■ Stated task
Can you duplicate the records below line for line, keeping every character unchanged, and leave out the pictures?

Source data
┄┄┄┄┄┄┄┄┄┄┄┄┄┄┄┄┄┄┄┄
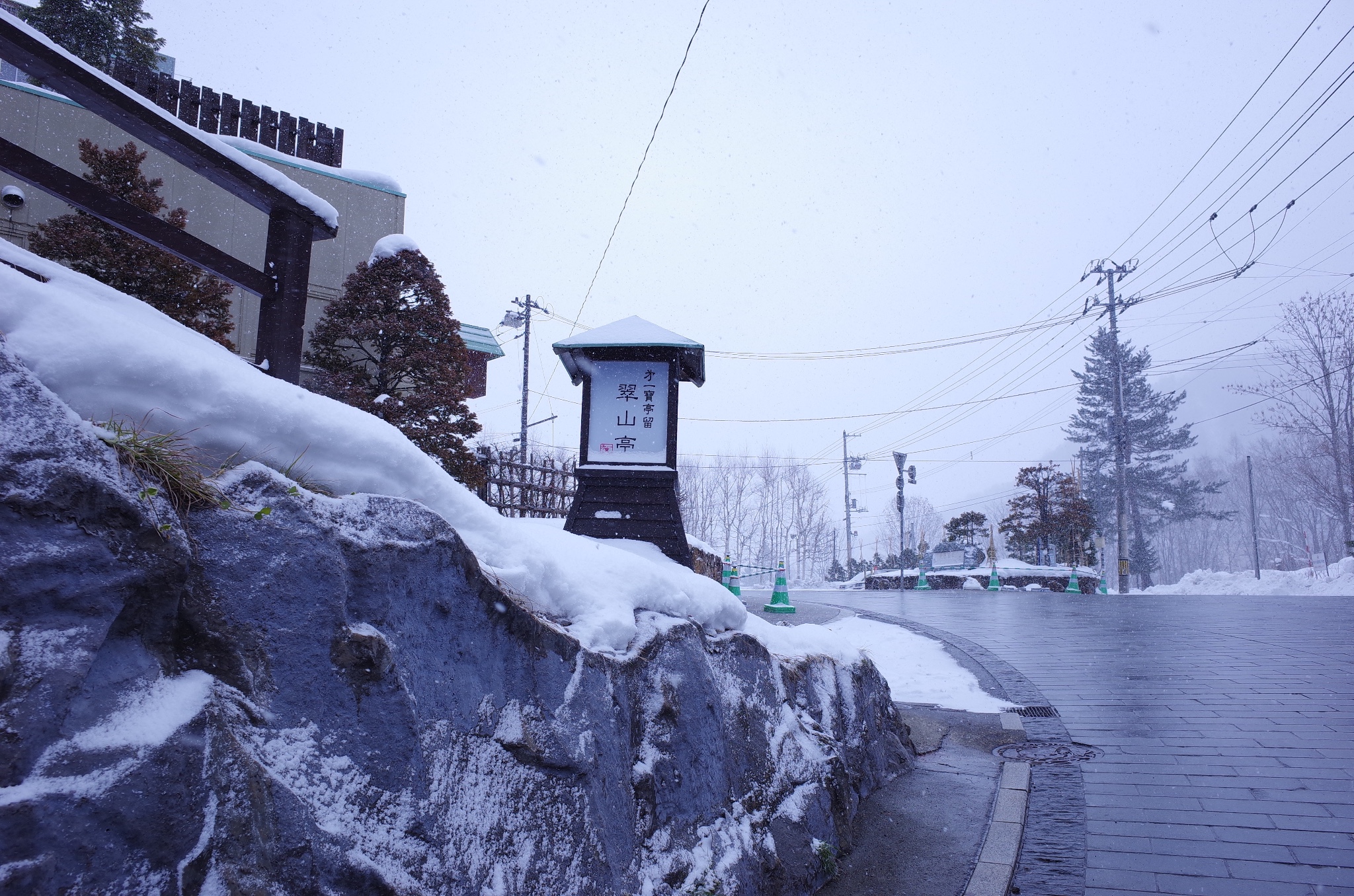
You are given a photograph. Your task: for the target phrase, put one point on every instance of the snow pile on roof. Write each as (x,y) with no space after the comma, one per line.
(106,354)
(272,176)
(368,178)
(631,330)
(1337,579)
(391,245)
(704,546)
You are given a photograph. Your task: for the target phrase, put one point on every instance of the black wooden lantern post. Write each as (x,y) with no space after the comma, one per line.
(627,463)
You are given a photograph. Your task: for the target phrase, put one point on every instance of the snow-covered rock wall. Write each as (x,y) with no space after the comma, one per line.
(337,698)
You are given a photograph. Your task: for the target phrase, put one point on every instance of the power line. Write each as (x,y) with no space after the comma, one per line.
(1226,129)
(642,160)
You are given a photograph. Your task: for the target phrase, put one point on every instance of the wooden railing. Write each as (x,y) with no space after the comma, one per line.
(223,114)
(543,486)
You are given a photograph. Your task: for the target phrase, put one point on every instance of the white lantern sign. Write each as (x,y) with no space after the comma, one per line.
(627,420)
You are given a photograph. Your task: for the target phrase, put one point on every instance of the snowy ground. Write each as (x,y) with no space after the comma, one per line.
(917,667)
(1338,578)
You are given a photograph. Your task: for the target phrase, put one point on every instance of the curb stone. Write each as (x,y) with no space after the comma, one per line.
(1005,831)
(1051,860)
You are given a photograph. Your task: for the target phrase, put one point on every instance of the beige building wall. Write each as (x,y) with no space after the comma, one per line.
(52,126)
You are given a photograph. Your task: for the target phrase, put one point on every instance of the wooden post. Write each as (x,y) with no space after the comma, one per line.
(282,317)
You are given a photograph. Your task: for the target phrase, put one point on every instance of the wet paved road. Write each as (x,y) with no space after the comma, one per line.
(1227,726)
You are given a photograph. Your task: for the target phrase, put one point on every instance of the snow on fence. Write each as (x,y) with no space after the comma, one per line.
(541,488)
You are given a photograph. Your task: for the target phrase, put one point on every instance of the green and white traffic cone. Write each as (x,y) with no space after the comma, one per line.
(779,595)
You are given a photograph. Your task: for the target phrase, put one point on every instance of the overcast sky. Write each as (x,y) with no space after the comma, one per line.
(829,178)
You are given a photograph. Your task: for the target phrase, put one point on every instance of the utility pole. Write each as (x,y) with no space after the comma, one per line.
(1111,272)
(515,320)
(899,459)
(848,465)
(1255,535)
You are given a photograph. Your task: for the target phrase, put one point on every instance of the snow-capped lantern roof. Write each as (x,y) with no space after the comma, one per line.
(633,332)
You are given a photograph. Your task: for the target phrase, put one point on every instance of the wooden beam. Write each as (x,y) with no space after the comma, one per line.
(126,110)
(124,215)
(282,315)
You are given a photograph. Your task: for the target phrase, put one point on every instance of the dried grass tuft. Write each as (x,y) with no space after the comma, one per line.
(163,461)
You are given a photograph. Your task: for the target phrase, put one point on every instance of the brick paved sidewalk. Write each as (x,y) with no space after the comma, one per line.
(1227,726)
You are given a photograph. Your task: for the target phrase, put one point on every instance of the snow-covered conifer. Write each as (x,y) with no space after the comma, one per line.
(129,264)
(1160,492)
(1051,513)
(390,347)
(98,32)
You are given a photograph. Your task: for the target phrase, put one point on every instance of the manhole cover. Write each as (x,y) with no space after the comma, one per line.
(1047,751)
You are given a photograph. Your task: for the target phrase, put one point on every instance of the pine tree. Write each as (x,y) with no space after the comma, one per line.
(1051,517)
(98,32)
(1160,492)
(967,527)
(836,573)
(129,264)
(390,347)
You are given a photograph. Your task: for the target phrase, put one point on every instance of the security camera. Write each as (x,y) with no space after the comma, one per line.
(13,198)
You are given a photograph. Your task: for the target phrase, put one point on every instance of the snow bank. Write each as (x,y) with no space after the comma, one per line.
(274,178)
(1338,579)
(391,245)
(916,667)
(108,355)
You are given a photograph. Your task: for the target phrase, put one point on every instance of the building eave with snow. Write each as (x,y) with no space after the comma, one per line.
(370,205)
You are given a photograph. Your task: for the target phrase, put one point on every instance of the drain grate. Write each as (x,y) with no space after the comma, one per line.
(1040,751)
(1036,712)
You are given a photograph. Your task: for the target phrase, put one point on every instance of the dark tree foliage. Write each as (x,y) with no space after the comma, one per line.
(1051,513)
(1160,492)
(967,527)
(390,347)
(836,573)
(98,32)
(179,289)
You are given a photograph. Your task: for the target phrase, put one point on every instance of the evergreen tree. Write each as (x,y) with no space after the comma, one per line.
(836,573)
(967,527)
(390,347)
(98,32)
(1160,492)
(1051,519)
(129,264)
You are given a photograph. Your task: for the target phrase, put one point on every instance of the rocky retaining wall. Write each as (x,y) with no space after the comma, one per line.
(333,697)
┄┄┄┄┄┄┄┄┄┄┄┄┄┄┄┄┄┄┄┄
■ Reply to the task
You are given a photograph. Your task: for the target phrase, put one point on every instance of the snow pile on roof. Write each as (x,y) with no space after the comma, one per line.
(106,354)
(272,176)
(368,178)
(631,330)
(1337,579)
(391,245)
(704,546)
You are given a photograph. Your task: for the target phrase, put one point on every instance of the black wooden lantern post. Write each as (x,y) with no space after the comma, one per line.
(627,463)
You are given a photograph. Your task: for the target phrase, put one point on every instance of the snow-covered rock wall. Write each as (x,y) with no space after the comma, one per line.
(337,698)
You are given a photograph. Your task: for the target phrase, put one point on every instance of the power line. Write each as (x,y) with no space after the comma, one per line.
(1226,129)
(642,160)
You are given a photograph. Your task: for the target phrase, put one point on every instance of the wooden railing. Write each as (x,y) with no space after the comma, one per line.
(223,114)
(543,486)
You are given a photograph. Your task: for the target phrase, put one point on every instance of the white lantern sign. Write each as (x,y) with no space after the comma, one per line.
(627,420)
You are given a photograph. Your task: for the target phrase, put one point on every instance of the snowy ground. Write each as (x,y) with no space after the comma, one per line.
(917,667)
(1338,578)
You are given a photograph. Your task: for the target phrase, put one point on every instance of the curb stone. Write each as (x,y) with no space after the comma, one per line.
(1005,831)
(1051,860)
You are given a photograph. Your task: for the target phrase, put one point on every instance of the beige building wall. Write each as (x,y) with no space after the comma, one per line.
(52,126)
You are given a photograph. Your task: for the target phrase, put one point on every instance of the wooden post. Write each as (x,y) with no space after the comma, one per line.
(282,317)
You are given a photograph. Your task: for the target phrase, put one point on every instance of the wet paved road. Write each as (x,y) with no space after the comma, one per line.
(1227,726)
You are given a photograph. Your task: for the target phrase, put one point on every instance of the snow on fence. Write each as (x,y) with no space after the comma, one per line.
(541,488)
You are given a photograph. Your task: for the target phrase, put one point on every instance of the green and white traffic cone. Write each as (x,y) with no space after the comma, one per line.
(779,595)
You are given a photograph. Your task: for the target phrase, put one point on every instance of the overcast sky. Write each as (x,y) with no space after the comma, one per line.
(829,178)
You are given a photograph. Your task: for the target phrase, put one point on every instance of the utility pole. Write each as (x,y) with no space after the comma, one per line.
(1111,272)
(515,320)
(899,459)
(848,465)
(1255,535)
You are given a photograph. Your task: for the target phrase, put one point on every instance of the snow-capped lantern roof. Write each as (x,y) with no space after the comma, one per line.
(633,332)
You are given a photograph. Your task: for the target phrase, put one point on every instance of the wooden beam. Write each as (x,y) with no space after the comma, one per line.
(126,110)
(124,215)
(282,315)
You are given a photograph. Your task: for the target phrase, put one point on every instance of the dried grass tuft. Write each as (x,y) with no space after the comma, one per line.
(163,461)
You are given a photograph. Your task: for the target phrase, put one point on every instance of the brick paved sidewalk. Write each as (x,y) with no space after the comma, one per line.
(1227,726)
You are given a photograph. Your task: for the target phrase, put one point on every instance of the snow-covered conifer. Write each as (x,y) with no space after the comma, one per line.
(129,264)
(1160,492)
(1051,513)
(390,347)
(98,32)
You are given a photograph. Your task: for the target phrase, put one point on every instance of the manhole cover. Write each as (x,y) with no space after the comma, one per line.
(1047,751)
You are given a photograph. Your task: for the target phrase, put one point on every instance of the pine tree. Write each as (x,y) with no space after the comma, one per line.
(1051,517)
(98,32)
(1160,492)
(967,527)
(836,573)
(129,264)
(390,347)
You are given a photograph. Your task: for the target phrase, put one point on every instance of the security camera. Write each as (x,y) with no space after the comma, one per line.
(13,198)
You are given a photograph. Your task: for the target phrase, put one point on every instance of the snow bank. Write each as (x,y) with no space after the comma, one per line.
(274,178)
(1338,579)
(391,245)
(916,667)
(108,355)
You are given a photograph. Your task: for the target phrase, put one point on every instance of the building eave with snow. Write each as (x,y) with no space after the comma, one per line.
(370,205)
You are given a photograph. Your task: for the target phrase, put one point on every instance of the drain grate. Write each as (x,y) with no space after the comma, one per line.
(1040,751)
(1036,712)
You are given a photograph. Your task: for the target phrase, put one point on every instance of the dark tree foliage. Write each as (x,y) with no space after the comma, one per line.
(1051,513)
(1160,492)
(967,527)
(390,347)
(836,573)
(98,32)
(179,289)
You are given a photograph. Your task: for the target phrase, put one point on every instance of the evergreen tree. Write each as (x,y) with no space after the comma, one per line.
(836,573)
(967,527)
(390,347)
(98,32)
(1160,492)
(1051,519)
(129,264)
You are given a photograph. Your task: for the target phrase, put one point on every instance of the rocky retaining wall. Write each as (x,y) with no space after the comma, one per line.
(333,697)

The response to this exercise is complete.